Task description
Show each line of the material below that contains the string "image". Matching is case-sensitive.

[Stored records]
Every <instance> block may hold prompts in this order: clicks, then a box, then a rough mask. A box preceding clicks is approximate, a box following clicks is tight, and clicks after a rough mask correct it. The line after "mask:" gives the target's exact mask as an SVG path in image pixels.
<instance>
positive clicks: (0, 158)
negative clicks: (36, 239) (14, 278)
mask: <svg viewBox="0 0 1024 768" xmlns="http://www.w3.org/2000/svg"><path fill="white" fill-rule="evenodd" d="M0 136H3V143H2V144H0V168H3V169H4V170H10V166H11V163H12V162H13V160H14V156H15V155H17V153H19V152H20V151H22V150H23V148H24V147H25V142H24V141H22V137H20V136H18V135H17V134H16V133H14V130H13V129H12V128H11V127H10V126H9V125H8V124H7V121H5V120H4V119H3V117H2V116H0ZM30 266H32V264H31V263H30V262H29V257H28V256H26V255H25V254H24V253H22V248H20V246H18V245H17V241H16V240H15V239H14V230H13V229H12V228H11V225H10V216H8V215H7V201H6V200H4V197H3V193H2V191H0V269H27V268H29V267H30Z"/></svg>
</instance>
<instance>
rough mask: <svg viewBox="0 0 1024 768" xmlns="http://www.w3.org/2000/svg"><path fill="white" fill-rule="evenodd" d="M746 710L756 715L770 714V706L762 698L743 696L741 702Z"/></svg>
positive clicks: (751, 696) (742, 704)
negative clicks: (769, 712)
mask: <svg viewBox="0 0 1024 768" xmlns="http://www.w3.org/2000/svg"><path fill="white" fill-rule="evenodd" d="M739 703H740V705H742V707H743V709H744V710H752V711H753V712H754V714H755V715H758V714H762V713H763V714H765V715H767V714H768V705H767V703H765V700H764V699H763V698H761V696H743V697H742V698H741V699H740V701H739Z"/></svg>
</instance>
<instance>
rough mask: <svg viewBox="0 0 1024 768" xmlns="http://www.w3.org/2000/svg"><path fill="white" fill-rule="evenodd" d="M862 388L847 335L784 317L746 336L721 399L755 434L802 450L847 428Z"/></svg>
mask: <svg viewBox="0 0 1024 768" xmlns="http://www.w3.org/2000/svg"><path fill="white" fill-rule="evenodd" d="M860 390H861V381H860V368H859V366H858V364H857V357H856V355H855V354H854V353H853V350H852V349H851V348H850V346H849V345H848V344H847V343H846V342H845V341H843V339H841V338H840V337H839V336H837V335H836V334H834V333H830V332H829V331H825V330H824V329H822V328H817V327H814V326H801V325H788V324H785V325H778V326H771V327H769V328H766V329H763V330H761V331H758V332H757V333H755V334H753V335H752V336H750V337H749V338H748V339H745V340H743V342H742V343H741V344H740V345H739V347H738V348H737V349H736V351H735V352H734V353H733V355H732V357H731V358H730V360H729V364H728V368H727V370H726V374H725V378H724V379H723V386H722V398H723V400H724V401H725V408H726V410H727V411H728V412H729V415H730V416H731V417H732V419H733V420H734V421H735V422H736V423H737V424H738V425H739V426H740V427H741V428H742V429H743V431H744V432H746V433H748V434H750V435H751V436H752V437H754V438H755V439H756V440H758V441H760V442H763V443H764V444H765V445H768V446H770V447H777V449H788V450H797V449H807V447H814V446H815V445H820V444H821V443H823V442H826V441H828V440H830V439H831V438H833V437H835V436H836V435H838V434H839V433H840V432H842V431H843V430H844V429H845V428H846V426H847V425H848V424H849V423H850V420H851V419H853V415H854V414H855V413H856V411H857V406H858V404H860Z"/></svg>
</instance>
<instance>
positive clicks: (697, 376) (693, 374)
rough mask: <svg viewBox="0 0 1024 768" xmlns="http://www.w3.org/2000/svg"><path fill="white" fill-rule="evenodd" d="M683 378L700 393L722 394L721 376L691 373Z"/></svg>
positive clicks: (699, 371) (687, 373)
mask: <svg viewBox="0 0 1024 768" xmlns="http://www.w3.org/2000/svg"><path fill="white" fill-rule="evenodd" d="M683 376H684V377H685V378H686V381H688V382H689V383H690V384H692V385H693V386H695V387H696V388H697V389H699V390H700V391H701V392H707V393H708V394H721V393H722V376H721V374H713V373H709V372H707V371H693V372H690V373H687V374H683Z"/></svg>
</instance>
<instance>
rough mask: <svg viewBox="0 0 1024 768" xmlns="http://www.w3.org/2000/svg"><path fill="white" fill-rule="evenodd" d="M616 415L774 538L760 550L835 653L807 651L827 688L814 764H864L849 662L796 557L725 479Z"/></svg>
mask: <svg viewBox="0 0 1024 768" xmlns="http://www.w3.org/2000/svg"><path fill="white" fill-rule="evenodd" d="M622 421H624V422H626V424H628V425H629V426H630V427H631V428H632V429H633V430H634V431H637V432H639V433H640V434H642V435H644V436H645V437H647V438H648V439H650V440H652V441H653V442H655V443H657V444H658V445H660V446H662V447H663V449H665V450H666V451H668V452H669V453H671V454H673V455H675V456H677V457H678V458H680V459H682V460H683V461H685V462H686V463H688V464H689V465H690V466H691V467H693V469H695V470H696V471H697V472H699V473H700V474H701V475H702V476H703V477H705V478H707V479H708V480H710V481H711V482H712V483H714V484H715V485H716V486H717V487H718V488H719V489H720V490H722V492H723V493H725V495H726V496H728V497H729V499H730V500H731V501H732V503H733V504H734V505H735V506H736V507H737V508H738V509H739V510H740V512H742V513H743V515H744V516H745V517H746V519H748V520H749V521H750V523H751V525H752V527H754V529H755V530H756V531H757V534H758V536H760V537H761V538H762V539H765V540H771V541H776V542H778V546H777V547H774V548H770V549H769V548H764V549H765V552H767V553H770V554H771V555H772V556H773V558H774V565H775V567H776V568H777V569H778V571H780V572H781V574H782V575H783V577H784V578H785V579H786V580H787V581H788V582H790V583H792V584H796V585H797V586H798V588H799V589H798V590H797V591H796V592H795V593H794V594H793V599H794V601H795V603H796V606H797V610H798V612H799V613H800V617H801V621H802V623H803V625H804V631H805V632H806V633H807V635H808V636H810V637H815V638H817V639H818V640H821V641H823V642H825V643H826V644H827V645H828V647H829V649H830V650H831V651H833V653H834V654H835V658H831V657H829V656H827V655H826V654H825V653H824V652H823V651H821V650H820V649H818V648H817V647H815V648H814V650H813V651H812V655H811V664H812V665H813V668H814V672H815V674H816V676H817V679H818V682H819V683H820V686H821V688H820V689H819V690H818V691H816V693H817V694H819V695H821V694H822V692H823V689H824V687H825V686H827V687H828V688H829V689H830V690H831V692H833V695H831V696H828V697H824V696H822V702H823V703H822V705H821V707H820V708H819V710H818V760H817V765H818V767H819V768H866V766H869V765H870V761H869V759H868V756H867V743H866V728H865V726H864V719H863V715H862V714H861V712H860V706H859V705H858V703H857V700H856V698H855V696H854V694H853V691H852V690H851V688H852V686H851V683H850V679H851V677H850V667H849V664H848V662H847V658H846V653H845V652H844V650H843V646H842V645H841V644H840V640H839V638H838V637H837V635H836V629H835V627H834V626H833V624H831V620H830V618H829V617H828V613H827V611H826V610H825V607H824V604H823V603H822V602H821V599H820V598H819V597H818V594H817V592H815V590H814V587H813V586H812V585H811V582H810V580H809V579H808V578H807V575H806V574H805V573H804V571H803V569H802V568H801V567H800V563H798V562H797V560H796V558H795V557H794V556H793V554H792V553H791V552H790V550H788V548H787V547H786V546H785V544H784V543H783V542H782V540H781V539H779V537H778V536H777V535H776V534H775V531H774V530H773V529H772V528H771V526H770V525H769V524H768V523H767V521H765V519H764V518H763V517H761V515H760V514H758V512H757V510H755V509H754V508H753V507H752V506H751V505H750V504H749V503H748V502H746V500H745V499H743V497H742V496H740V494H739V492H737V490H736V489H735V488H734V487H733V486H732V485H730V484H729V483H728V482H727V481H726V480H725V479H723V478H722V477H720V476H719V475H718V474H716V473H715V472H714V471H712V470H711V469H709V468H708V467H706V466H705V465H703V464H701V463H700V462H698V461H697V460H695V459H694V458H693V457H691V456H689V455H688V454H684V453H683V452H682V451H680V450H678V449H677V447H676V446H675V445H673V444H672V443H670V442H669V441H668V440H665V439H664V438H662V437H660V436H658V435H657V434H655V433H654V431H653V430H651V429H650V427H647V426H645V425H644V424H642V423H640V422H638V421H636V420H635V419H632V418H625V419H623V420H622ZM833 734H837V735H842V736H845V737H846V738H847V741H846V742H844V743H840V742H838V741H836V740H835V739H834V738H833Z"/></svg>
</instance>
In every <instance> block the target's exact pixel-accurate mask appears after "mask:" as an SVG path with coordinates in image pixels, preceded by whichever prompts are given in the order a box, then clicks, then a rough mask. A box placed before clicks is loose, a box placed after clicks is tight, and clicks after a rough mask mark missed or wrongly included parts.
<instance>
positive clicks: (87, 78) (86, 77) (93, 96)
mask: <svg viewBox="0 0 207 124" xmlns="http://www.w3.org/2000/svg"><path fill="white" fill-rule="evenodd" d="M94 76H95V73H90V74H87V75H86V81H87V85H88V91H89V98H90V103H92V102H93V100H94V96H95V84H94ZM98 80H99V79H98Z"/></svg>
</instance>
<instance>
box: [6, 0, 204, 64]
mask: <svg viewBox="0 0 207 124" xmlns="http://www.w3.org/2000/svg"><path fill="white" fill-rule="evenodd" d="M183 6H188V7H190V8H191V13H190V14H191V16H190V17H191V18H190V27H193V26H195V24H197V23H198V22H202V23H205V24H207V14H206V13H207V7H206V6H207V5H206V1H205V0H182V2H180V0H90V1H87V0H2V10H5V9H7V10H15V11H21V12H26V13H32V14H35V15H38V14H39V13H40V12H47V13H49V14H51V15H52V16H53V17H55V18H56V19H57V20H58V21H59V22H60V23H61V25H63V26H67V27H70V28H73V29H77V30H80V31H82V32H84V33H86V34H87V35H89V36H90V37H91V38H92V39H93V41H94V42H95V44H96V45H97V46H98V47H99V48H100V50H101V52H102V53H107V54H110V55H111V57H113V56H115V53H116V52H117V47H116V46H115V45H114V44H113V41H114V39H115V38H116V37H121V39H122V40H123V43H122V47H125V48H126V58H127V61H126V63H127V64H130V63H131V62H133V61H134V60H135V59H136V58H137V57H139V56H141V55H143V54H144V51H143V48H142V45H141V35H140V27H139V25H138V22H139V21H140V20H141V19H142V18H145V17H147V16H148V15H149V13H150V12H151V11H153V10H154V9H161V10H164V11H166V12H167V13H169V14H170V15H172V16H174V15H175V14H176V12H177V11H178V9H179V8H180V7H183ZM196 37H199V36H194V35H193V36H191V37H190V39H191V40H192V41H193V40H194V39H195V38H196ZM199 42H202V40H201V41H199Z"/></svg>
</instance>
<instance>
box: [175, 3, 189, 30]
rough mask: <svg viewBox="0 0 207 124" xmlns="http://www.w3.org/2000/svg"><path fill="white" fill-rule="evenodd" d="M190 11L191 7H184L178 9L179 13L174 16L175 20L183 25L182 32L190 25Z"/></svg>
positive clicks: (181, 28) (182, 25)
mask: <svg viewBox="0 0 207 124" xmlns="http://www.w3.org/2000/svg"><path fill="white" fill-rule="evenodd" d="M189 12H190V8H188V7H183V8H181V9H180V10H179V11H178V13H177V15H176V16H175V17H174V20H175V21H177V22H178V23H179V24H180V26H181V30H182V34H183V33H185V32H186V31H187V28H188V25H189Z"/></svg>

Problem solution
Every <instance> block may hold prompts in this order: clicks, then a box, then a rough mask. A box preceding clicks is approximate, a box following clicks is tight, and clicks after a rough mask correct it. The line after "mask:" gives the target's exact mask as an SVG path in image pixels.
In every <instance> block the target's exact pixel-accurate mask appears after "mask:" as an SVG path with coordinates in image pixels, preceded by whichever prompts are given in the order a box, then clicks, then a rough mask. A box placed before clicks is loose, a box placed after clicks is tight, and clicks after a rough mask mark missed or wrongly included parts.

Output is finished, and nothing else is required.